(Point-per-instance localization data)

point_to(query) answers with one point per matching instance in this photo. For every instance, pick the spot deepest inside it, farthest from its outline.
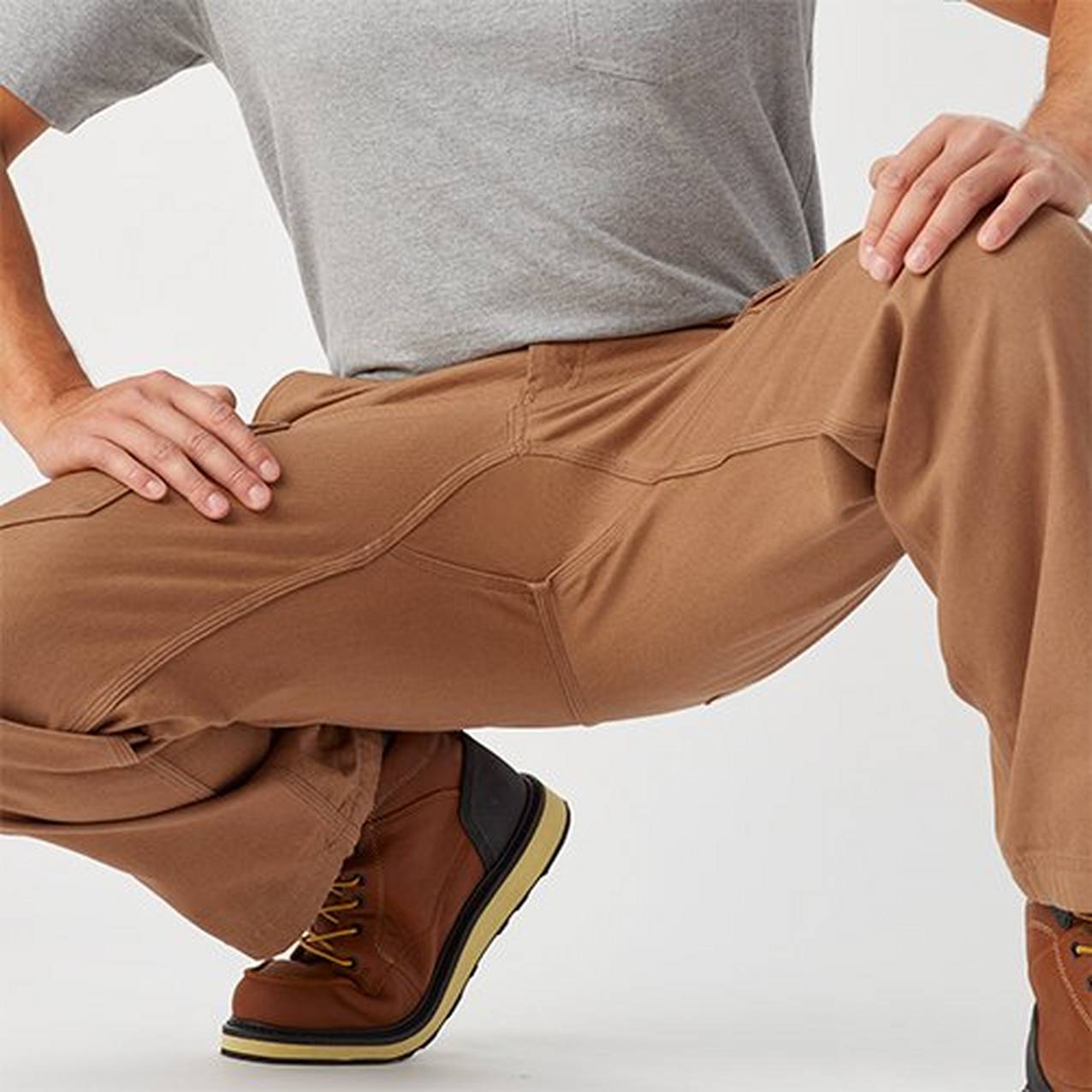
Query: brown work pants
(567, 533)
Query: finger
(118, 463)
(1029, 191)
(966, 194)
(894, 179)
(877, 166)
(205, 450)
(218, 418)
(169, 462)
(220, 392)
(920, 203)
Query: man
(608, 432)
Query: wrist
(30, 396)
(1063, 120)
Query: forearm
(1035, 15)
(1063, 115)
(36, 359)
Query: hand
(932, 189)
(152, 430)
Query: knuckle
(893, 240)
(164, 449)
(221, 412)
(240, 478)
(1037, 185)
(198, 442)
(893, 177)
(968, 190)
(138, 475)
(929, 187)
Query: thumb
(218, 391)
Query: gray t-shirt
(460, 178)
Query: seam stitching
(113, 692)
(647, 474)
(555, 642)
(306, 792)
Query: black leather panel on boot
(493, 799)
(1036, 1083)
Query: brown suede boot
(455, 842)
(1059, 965)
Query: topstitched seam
(117, 688)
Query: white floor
(796, 888)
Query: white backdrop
(796, 888)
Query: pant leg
(835, 424)
(197, 703)
(569, 534)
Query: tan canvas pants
(567, 533)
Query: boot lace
(319, 941)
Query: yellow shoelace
(319, 944)
(1083, 949)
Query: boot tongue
(1069, 918)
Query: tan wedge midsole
(537, 855)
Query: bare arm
(150, 431)
(1035, 15)
(1063, 117)
(28, 331)
(929, 191)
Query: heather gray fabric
(463, 178)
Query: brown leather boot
(454, 846)
(1059, 965)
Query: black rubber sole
(547, 818)
(1036, 1083)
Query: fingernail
(879, 268)
(917, 258)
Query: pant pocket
(300, 392)
(79, 493)
(24, 747)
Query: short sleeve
(69, 59)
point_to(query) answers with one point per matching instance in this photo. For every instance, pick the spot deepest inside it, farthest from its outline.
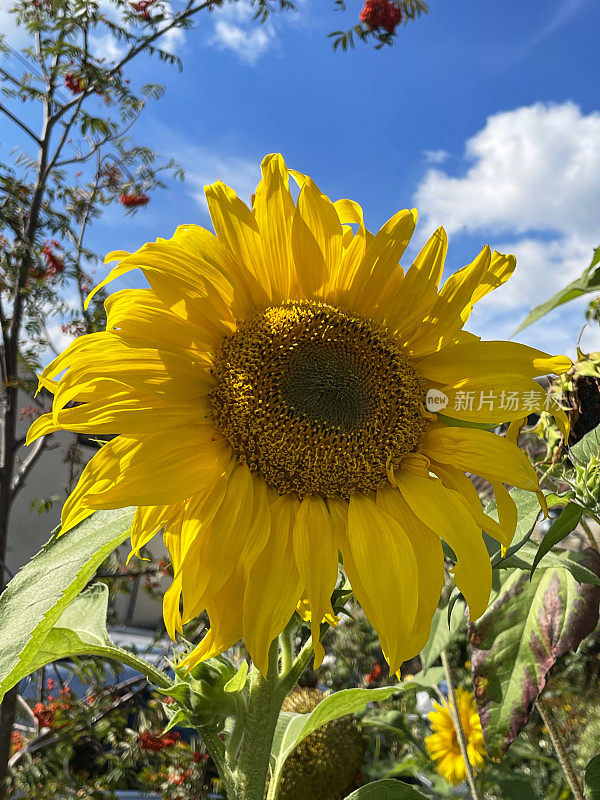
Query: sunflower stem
(264, 704)
(460, 733)
(559, 748)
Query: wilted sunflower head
(275, 396)
(442, 745)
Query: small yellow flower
(442, 745)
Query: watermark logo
(435, 400)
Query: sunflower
(442, 745)
(268, 393)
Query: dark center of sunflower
(317, 400)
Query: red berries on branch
(381, 14)
(149, 741)
(54, 262)
(132, 200)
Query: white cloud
(436, 156)
(236, 29)
(106, 47)
(532, 188)
(534, 168)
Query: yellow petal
(429, 559)
(443, 511)
(452, 307)
(274, 212)
(381, 565)
(459, 361)
(316, 557)
(321, 219)
(225, 614)
(144, 474)
(420, 286)
(480, 452)
(215, 550)
(381, 259)
(499, 398)
(273, 585)
(236, 226)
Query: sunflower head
(442, 745)
(266, 398)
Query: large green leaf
(40, 592)
(528, 511)
(576, 563)
(525, 630)
(442, 633)
(81, 631)
(562, 526)
(589, 281)
(387, 789)
(592, 779)
(293, 728)
(586, 448)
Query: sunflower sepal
(203, 696)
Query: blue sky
(484, 115)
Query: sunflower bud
(587, 483)
(202, 696)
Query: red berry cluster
(54, 263)
(74, 84)
(374, 674)
(142, 7)
(149, 741)
(132, 200)
(381, 14)
(53, 714)
(178, 778)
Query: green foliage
(40, 593)
(293, 728)
(589, 281)
(442, 633)
(592, 779)
(386, 789)
(527, 628)
(562, 526)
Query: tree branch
(27, 465)
(134, 51)
(18, 122)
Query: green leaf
(574, 562)
(39, 593)
(516, 788)
(387, 789)
(589, 281)
(237, 683)
(561, 527)
(592, 779)
(527, 628)
(441, 633)
(293, 728)
(81, 631)
(586, 448)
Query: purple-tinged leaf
(527, 628)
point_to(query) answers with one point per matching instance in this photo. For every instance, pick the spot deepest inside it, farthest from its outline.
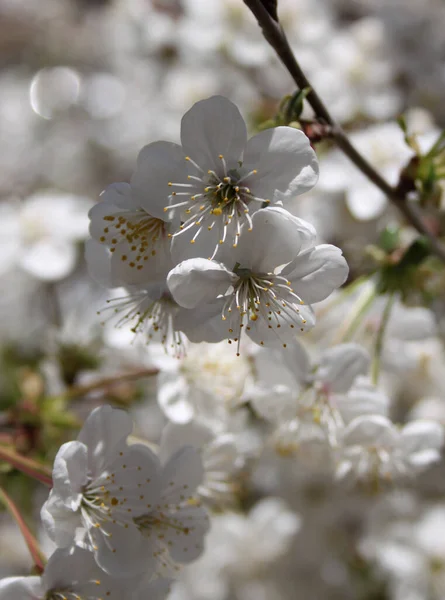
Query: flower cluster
(122, 521)
(281, 435)
(202, 242)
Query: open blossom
(41, 233)
(309, 403)
(138, 241)
(372, 446)
(205, 383)
(148, 309)
(72, 574)
(266, 287)
(221, 459)
(109, 497)
(217, 179)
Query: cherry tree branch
(26, 465)
(275, 36)
(31, 542)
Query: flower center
(65, 595)
(261, 295)
(140, 232)
(149, 317)
(159, 524)
(217, 199)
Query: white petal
(422, 436)
(282, 329)
(362, 399)
(118, 195)
(105, 430)
(137, 481)
(366, 202)
(122, 553)
(204, 323)
(198, 281)
(158, 165)
(70, 473)
(127, 269)
(98, 259)
(372, 429)
(173, 398)
(284, 160)
(297, 361)
(274, 241)
(340, 365)
(49, 259)
(68, 565)
(182, 474)
(211, 128)
(276, 404)
(60, 522)
(186, 548)
(175, 436)
(317, 272)
(152, 590)
(411, 323)
(21, 588)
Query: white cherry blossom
(41, 233)
(373, 448)
(221, 459)
(265, 289)
(217, 179)
(100, 485)
(206, 382)
(72, 574)
(117, 501)
(138, 241)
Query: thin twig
(82, 390)
(26, 465)
(380, 338)
(33, 546)
(274, 34)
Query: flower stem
(82, 390)
(26, 465)
(33, 546)
(364, 303)
(379, 339)
(275, 36)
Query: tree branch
(274, 34)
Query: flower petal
(173, 397)
(70, 473)
(284, 161)
(49, 259)
(21, 588)
(282, 329)
(316, 273)
(274, 241)
(197, 281)
(422, 441)
(120, 552)
(211, 128)
(340, 365)
(175, 436)
(60, 522)
(182, 474)
(104, 432)
(158, 164)
(204, 323)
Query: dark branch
(274, 34)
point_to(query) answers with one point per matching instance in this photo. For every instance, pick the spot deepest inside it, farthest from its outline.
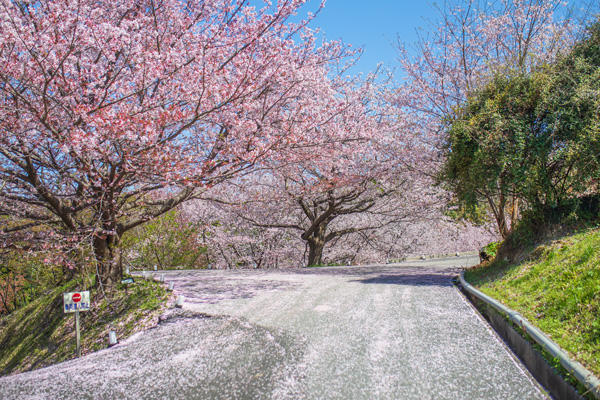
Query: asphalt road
(377, 332)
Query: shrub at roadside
(557, 289)
(40, 334)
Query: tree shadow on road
(414, 279)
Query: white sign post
(75, 302)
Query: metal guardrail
(588, 379)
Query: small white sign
(76, 301)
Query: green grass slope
(40, 334)
(557, 288)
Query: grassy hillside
(557, 288)
(40, 334)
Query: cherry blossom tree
(103, 104)
(471, 42)
(352, 192)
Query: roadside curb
(502, 318)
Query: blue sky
(374, 25)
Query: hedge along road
(376, 332)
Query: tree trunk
(108, 259)
(315, 251)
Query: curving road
(376, 332)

• [What is required]: Write the lines out again exactly, from the one containing "Query: green grass slope" through the last line of the records, and include no other lines.

• [Worked solution]:
Query: green grass slope
(40, 334)
(557, 288)
Query: grassy hillside
(557, 288)
(40, 334)
Query: cherry blossom tree
(103, 104)
(471, 42)
(352, 192)
Query: roadside curb
(502, 318)
Query: blue sky
(374, 25)
Query: hedge along road
(376, 332)
Query: tree trunk
(108, 259)
(315, 251)
Query: curving road
(376, 332)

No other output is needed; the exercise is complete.